▶ **Task directions**:
Answer these questions using the chapter notes below:
1. Which two stages of an action are placed at the conscious level?
2. When interacting with machines, whom do users often blame?
3. Into which two categories is knowledge divided?

▶ **Document section**:
2. The psychology of everyday actions

This chapter focus on the user side, more specifically, what goes in their head when interacting with a product. He proposes breaking down an action into stages.

Stages of an action

Stages of an action

He discusses levels of processing: visceral (instinct), behavioral (habit) and reflective (conscious). In the picture above, the stages are aligned by these levels. Intention and evaluation are both at the conscious level, plan and interpretation at the behavioral, and finally execution and perception are visceral.

Users blame themselves. Humans are usually eager in blaming other people day to day, but when interaction with machines, they often blame themselves, but the confusion is caused by a bad design.

3. Knowledge in the head and in the world

This chapter focuses on how we use knowledge to interact with a product. He categorizes knowledge into two: knowledge in the head (memory) and knowledge in the world (conventions, standards).

Delving into the workings of memory he talks about short term vs long term memory and how short memory can only keep a few item “on cache” (using a computer analogy). The author mentions how constraints help remembering things, such as why it’s easier to remember poems vs. prose, because has a more rigid structure. He brings back ideas from Chapter 1, like conceptual models and mapping, which reduces the amount of things to remember.

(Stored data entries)
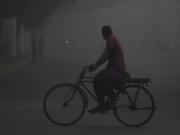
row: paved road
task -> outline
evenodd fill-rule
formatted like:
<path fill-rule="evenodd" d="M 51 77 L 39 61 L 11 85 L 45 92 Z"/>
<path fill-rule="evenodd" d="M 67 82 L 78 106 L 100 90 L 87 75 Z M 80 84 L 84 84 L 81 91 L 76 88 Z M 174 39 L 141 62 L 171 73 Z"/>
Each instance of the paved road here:
<path fill-rule="evenodd" d="M 153 92 L 158 109 L 153 119 L 140 128 L 124 127 L 113 115 L 90 115 L 88 113 L 73 126 L 56 126 L 44 116 L 42 98 L 48 87 L 62 79 L 57 76 L 61 73 L 42 67 L 46 66 L 41 65 L 41 68 L 34 71 L 24 70 L 1 76 L 1 135 L 179 135 L 180 133 L 178 92 L 163 94 Z"/>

▶ **Output of the task**:
1. Intention and evaluation.
2. Themselves.
3. Knowledge in the head (memory) and knowledge in the world (conventions, standards).